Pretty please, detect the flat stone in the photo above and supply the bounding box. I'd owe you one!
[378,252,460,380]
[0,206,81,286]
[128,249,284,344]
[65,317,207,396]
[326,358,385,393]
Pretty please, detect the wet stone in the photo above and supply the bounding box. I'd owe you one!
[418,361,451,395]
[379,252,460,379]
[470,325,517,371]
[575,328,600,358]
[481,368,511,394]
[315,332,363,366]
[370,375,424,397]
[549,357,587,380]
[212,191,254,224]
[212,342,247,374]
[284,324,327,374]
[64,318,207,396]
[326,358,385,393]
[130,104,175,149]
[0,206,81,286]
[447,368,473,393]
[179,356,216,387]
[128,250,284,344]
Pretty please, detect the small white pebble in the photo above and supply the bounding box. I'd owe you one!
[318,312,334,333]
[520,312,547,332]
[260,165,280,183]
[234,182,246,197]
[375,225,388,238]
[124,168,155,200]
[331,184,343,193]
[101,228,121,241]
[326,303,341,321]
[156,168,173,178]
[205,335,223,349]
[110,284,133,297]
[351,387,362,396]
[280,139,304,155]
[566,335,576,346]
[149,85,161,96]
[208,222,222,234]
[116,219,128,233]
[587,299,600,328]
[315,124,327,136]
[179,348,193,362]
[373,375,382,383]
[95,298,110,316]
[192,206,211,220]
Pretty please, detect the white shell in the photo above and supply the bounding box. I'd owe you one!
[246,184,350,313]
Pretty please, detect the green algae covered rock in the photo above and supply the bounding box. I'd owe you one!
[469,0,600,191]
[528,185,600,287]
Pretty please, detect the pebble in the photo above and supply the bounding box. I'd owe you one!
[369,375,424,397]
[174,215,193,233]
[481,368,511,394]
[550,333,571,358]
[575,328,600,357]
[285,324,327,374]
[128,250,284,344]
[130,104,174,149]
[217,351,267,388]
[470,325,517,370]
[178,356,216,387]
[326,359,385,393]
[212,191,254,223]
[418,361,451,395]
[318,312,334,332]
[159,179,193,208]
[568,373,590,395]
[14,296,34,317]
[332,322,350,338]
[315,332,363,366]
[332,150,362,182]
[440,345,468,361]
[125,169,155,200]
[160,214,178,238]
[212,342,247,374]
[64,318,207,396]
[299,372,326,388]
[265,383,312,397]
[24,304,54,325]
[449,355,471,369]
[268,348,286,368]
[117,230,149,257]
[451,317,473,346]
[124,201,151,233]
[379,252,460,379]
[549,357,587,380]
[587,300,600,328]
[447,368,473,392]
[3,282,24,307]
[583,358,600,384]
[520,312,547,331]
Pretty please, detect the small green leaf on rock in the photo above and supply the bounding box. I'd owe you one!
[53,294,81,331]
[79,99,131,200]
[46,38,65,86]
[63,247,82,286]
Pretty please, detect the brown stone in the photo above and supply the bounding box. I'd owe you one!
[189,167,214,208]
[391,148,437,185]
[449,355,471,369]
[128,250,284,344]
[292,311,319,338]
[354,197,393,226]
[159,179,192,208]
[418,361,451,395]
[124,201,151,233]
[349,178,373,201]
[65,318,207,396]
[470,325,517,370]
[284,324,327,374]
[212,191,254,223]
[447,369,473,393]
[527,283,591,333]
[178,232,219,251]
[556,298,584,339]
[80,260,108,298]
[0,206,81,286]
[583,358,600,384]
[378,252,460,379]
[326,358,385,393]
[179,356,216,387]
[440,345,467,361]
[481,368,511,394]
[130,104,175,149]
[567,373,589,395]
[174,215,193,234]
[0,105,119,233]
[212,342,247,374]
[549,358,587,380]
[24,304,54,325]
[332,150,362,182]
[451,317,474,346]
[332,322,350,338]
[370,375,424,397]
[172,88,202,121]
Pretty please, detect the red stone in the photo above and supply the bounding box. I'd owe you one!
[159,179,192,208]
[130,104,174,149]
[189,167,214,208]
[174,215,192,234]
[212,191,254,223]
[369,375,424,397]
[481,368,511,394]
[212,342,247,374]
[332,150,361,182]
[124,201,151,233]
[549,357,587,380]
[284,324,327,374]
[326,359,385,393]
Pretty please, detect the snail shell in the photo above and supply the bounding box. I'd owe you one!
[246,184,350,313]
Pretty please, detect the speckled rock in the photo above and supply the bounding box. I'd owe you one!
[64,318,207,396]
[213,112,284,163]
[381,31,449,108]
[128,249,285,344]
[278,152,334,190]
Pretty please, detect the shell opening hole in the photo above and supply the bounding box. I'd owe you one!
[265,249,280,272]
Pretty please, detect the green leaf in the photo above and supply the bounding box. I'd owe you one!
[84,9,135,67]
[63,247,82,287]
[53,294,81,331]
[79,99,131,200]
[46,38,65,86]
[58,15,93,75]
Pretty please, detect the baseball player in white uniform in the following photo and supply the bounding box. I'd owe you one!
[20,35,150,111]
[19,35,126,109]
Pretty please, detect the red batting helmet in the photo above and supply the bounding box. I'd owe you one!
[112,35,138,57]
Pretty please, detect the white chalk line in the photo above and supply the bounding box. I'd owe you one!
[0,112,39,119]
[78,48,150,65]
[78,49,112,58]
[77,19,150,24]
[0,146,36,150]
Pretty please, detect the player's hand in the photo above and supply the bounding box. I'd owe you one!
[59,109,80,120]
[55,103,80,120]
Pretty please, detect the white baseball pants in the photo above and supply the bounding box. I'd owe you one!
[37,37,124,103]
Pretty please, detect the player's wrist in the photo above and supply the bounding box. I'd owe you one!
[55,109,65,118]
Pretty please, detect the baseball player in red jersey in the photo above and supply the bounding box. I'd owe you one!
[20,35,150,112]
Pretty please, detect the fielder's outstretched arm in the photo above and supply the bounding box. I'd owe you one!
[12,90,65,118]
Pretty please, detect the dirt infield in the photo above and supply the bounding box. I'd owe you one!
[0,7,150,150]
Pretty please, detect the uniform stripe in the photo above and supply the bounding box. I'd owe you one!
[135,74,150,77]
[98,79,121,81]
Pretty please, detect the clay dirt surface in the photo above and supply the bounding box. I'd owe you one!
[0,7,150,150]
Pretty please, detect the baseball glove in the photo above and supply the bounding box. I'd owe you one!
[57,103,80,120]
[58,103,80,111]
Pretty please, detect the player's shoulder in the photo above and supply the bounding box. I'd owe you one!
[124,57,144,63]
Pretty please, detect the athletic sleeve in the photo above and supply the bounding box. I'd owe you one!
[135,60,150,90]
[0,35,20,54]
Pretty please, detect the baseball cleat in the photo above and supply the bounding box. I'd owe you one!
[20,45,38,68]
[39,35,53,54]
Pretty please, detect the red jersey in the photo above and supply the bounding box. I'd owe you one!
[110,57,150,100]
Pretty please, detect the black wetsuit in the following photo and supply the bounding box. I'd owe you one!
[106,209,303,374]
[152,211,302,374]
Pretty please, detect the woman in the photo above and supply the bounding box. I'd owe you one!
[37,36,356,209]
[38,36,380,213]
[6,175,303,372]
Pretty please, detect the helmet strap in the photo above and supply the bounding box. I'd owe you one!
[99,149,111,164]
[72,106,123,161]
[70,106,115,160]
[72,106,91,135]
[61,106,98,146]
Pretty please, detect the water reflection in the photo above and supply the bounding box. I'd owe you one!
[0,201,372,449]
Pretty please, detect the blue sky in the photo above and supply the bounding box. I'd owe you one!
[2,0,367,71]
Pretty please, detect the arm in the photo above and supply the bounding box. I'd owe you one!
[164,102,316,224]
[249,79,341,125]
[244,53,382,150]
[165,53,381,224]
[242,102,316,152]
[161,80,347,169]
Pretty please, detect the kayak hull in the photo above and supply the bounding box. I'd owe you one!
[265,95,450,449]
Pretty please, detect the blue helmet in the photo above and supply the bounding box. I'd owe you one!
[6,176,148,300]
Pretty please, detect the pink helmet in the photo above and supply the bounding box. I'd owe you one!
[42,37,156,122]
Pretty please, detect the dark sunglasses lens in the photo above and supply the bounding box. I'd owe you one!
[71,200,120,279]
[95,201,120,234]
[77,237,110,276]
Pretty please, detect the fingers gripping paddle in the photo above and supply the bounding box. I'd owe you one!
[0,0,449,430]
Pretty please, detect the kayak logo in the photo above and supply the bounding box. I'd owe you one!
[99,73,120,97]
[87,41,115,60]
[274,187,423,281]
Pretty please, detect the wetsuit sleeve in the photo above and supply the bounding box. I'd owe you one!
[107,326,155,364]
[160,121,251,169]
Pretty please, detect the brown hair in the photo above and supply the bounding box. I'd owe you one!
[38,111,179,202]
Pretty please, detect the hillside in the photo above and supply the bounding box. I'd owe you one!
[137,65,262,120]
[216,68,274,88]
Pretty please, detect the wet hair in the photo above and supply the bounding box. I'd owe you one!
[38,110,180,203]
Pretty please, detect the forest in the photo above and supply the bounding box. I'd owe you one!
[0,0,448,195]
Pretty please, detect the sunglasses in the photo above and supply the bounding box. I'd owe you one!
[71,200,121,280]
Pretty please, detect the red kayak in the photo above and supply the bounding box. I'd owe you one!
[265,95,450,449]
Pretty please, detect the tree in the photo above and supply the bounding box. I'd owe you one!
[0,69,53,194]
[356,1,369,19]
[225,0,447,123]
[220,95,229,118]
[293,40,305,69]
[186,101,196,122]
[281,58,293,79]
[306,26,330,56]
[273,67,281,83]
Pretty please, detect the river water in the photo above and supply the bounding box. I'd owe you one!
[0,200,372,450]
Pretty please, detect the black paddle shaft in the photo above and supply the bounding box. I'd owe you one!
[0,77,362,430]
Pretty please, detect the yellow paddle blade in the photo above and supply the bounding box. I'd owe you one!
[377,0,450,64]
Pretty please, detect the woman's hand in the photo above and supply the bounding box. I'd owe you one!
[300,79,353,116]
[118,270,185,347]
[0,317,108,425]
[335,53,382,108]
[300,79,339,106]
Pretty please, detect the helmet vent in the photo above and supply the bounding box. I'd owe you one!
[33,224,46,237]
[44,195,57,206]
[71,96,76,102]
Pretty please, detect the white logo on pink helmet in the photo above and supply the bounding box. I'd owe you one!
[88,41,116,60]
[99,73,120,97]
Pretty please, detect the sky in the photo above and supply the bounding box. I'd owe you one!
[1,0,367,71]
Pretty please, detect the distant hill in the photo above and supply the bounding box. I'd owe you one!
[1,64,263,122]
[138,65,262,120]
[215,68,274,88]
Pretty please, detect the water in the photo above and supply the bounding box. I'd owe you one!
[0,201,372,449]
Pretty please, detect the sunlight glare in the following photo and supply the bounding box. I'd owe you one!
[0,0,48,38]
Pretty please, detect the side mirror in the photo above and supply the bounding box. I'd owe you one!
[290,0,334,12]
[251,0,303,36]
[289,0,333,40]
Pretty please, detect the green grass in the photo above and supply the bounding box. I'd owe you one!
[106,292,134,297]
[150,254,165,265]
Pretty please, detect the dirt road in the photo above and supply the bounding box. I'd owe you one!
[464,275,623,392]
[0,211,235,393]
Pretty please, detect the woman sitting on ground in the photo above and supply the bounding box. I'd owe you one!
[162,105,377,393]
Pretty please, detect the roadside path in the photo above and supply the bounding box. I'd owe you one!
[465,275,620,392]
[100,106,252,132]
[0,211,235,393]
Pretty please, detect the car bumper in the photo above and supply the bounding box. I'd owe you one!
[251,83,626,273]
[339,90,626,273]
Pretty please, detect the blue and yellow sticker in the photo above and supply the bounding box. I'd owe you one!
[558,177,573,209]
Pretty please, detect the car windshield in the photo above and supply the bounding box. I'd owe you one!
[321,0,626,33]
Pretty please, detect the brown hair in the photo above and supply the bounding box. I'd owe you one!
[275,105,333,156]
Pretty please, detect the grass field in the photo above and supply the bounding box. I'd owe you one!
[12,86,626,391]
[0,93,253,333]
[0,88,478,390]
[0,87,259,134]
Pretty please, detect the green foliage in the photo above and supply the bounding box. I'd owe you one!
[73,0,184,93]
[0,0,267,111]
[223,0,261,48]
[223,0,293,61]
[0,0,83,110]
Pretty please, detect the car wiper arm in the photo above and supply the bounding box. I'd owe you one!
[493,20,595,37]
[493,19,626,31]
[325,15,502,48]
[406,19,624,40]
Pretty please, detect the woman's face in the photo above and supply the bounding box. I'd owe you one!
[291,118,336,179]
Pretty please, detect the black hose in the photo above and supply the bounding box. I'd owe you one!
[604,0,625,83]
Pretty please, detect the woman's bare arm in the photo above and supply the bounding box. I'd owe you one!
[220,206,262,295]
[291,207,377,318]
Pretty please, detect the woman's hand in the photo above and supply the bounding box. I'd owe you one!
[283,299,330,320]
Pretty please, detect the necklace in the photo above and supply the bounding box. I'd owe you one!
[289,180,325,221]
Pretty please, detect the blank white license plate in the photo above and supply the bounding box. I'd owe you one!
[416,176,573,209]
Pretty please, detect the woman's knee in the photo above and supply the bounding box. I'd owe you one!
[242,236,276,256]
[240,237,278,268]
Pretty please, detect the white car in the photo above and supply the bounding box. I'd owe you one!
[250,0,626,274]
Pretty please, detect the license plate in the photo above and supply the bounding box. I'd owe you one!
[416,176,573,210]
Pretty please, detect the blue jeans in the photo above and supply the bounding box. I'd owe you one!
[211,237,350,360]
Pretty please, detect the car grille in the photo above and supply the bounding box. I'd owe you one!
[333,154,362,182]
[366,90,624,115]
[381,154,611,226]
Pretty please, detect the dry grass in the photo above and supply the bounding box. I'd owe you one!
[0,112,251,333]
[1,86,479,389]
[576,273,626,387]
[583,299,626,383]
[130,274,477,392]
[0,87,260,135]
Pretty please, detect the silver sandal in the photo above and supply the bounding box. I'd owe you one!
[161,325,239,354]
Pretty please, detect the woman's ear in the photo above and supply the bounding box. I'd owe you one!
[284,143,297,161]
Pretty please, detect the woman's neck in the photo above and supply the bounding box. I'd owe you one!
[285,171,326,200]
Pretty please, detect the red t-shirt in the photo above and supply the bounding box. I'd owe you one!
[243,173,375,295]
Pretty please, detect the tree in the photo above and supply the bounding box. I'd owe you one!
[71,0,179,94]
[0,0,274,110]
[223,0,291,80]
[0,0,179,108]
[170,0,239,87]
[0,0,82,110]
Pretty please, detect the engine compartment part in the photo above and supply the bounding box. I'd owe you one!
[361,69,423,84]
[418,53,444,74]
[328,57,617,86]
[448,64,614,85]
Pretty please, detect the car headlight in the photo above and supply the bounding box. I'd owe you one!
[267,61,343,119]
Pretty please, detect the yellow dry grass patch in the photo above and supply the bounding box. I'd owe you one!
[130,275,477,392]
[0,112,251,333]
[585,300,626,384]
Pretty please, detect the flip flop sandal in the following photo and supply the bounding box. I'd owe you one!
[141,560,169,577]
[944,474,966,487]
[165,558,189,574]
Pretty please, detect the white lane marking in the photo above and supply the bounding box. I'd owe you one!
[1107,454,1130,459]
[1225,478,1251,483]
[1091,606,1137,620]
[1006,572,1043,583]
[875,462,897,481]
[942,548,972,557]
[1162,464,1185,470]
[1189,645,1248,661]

------------

▸ **The task**:
Exact copies of the line with "Pretty please, detect the yellow dry" and of every later line in the entries make up the whole answer.

▸ **Your solution**:
Pretty please, detect the yellow dry grass patch in the photo above and supply the bounding box. I'd owe you one!
[130,275,477,392]
[0,112,251,333]
[585,300,626,384]
Pretty please, detect the flip flop sandal in the following photo and supply the bounding box. I'd owe you one!
[141,560,169,577]
[944,474,966,487]
[165,558,189,574]
Pretty please, detect the white lane marking in the photo above and supply the bounding box. I'd owe you one!
[1107,454,1130,459]
[1225,478,1251,483]
[1091,606,1137,620]
[1006,572,1043,583]
[875,462,897,481]
[942,548,972,557]
[1162,464,1185,470]
[1189,645,1248,661]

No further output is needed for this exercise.